* The problem *
Once you reach the line containing "Target: bush" in the entries below, write out that line and each one after it down to the line containing "the white feather", exactly and with nothing added.

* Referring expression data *

◆ ◆ ◆ ◆

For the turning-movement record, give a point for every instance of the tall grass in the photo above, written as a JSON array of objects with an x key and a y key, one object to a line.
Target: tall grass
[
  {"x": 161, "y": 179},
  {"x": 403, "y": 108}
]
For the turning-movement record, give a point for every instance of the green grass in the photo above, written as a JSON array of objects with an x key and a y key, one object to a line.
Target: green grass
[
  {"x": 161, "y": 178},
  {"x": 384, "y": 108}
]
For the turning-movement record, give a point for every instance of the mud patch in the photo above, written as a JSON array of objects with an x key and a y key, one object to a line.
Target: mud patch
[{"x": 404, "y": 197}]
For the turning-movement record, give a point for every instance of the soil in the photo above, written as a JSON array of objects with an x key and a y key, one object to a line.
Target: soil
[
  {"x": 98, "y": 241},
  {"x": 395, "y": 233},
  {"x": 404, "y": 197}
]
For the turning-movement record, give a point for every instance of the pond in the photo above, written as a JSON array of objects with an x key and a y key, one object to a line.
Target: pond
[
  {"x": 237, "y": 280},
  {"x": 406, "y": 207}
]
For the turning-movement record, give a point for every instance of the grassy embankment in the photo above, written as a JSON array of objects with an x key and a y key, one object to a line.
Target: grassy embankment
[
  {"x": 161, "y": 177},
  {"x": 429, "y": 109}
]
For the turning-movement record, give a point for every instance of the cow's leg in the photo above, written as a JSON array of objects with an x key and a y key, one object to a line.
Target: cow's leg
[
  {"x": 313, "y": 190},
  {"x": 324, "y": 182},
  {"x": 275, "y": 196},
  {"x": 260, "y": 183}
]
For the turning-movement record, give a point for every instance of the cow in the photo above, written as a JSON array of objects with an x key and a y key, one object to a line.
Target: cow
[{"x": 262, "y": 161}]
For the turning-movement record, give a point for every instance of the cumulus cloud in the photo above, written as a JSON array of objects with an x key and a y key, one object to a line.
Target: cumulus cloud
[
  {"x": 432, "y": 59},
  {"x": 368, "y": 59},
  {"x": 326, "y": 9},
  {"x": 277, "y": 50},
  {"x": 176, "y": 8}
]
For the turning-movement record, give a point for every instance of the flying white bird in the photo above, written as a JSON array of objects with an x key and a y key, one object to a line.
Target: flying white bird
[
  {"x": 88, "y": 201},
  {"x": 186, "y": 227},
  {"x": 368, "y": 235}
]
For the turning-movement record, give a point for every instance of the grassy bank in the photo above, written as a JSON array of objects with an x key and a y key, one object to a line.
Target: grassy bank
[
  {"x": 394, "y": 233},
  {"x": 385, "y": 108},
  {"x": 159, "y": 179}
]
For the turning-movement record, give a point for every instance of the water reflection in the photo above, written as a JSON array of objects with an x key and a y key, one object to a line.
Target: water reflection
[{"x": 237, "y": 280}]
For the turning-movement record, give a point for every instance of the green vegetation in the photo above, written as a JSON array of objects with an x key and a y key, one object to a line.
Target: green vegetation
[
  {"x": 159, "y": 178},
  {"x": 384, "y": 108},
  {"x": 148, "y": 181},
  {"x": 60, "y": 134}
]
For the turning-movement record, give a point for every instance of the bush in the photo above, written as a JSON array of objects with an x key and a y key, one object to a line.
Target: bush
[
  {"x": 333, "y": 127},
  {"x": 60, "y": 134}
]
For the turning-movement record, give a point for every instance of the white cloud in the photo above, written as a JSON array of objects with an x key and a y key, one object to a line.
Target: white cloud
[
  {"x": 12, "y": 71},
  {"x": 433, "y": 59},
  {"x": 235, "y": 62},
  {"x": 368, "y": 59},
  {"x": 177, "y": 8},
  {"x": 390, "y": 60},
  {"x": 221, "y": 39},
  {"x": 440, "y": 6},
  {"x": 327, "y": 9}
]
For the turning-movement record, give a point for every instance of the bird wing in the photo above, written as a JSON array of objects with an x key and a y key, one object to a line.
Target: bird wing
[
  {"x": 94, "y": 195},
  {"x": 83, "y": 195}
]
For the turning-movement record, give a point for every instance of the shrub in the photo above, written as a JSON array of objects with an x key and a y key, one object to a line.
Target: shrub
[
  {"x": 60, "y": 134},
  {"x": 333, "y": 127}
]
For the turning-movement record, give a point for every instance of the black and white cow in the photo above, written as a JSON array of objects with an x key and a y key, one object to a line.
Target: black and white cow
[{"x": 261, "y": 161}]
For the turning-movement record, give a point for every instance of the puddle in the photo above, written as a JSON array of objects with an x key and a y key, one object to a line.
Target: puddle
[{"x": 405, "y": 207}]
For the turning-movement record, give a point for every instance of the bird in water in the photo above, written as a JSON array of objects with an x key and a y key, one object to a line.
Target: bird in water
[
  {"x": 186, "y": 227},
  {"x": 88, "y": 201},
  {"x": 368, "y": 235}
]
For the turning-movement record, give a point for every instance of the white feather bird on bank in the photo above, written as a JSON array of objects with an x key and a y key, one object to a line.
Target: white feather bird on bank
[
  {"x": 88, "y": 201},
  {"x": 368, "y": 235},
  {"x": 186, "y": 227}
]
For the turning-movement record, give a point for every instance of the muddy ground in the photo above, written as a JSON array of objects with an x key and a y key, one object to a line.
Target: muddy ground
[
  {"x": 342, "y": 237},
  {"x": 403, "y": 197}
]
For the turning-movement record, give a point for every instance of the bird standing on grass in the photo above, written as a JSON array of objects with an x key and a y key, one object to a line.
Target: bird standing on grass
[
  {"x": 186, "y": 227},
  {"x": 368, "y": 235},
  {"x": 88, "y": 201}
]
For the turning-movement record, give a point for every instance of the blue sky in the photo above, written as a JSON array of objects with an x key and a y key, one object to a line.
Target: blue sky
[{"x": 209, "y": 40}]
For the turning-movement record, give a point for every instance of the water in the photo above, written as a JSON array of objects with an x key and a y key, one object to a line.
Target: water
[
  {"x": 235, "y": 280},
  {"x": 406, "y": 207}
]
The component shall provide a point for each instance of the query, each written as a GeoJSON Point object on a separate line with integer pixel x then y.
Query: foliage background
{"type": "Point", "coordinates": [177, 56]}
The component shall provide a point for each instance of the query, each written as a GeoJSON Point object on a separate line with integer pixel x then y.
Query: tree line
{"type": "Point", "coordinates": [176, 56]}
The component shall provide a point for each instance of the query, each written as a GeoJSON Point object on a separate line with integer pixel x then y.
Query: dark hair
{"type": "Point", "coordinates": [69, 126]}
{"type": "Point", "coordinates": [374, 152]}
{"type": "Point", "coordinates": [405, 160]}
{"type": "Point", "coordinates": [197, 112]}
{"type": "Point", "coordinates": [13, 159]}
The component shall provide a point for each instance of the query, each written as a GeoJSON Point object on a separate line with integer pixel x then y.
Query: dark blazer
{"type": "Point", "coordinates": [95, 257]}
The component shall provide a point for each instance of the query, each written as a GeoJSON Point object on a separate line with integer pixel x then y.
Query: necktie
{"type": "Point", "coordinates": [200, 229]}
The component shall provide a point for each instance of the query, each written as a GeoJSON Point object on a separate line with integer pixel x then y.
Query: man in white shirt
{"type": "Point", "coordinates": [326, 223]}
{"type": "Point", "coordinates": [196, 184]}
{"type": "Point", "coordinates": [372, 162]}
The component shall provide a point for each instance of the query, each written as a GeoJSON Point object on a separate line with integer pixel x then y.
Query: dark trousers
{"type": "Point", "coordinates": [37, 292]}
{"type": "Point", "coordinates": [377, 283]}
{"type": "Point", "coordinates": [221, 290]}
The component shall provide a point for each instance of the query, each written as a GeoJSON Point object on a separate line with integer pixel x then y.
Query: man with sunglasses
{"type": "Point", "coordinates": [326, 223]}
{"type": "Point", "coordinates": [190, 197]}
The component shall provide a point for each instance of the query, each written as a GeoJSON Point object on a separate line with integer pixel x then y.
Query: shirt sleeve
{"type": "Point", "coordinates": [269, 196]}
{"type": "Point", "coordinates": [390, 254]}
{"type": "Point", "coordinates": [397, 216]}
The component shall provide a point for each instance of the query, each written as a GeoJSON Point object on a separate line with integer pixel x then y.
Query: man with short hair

◆ ◆ ◆ ◆

* Response to the task *
Target: bush
[
  {"x": 333, "y": 127},
  {"x": 60, "y": 134}
]
For the turning-movement record, give a point for every instance of the white cloud in the photo above, written as a JSON array of objects with an x key and a y key, one object to a line.
Target: white cloud
[
  {"x": 12, "y": 71},
  {"x": 433, "y": 59},
  {"x": 235, "y": 62},
  {"x": 368, "y": 59},
  {"x": 177, "y": 8},
  {"x": 390, "y": 60},
  {"x": 221, "y": 39},
  {"x": 440, "y": 6},
  {"x": 327, "y": 9}
]
For the turning-movement record, give a point for every instance of the bird wing in the photo above, written as a JSON array of objects with an x key and a y key, one object to a line.
Target: bird wing
[
  {"x": 94, "y": 195},
  {"x": 83, "y": 195}
]
For the turning-movement record, give a point for every instance of the shrub in the photo above, written as a JSON array of objects with an x key and a y key, one object to a line.
Target: shrub
[
  {"x": 60, "y": 134},
  {"x": 333, "y": 127}
]
For the turning-movement record, give a point for every instance of the black and white cow in the photo above, written as a JSON array of objects with an x key and a y key, one object to a line.
Target: black and white cow
[{"x": 261, "y": 161}]
For the turning-movement record, give a point for every instance of the puddle in the photo above, written as a JSON array of objects with an x key and a y key, one object to a line.
Target: puddle
[{"x": 405, "y": 207}]
For the turning-movement record, give a point for every instance of the bird in water in the photo above, written as a JSON array of objects with an x key and a y key, one object to a line.
Target: bird in water
[
  {"x": 186, "y": 227},
  {"x": 88, "y": 201},
  {"x": 368, "y": 235}
]
For the turning-movement record, give a point for every instance of the white feather bird on bank in the photo above, written as a JSON array of objects with an x key and a y key, one object to a line.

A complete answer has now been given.